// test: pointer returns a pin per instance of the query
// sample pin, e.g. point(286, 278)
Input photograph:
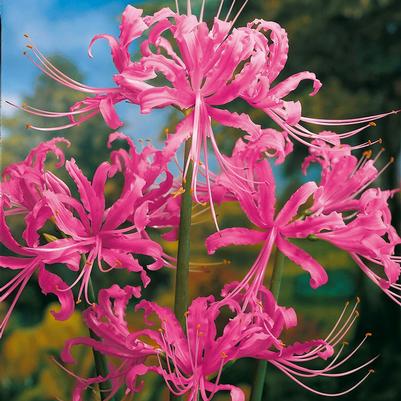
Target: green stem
point(181, 277)
point(275, 284)
point(100, 360)
point(183, 254)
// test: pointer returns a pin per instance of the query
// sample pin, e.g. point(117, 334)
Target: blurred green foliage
point(354, 47)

Given exercise
Reproduce all of the lines above word for word, leaving out the pictures.

Written answer
// test: pointer returns a pin per instance of the query
// sample pin, e.g. point(286, 278)
Input photograph:
Target: green stem
point(181, 277)
point(275, 284)
point(100, 360)
point(183, 254)
// test: pointer returns a pin per instance of the query
// sample pin, e.g. point(117, 334)
Target: blurred green foliage
point(354, 47)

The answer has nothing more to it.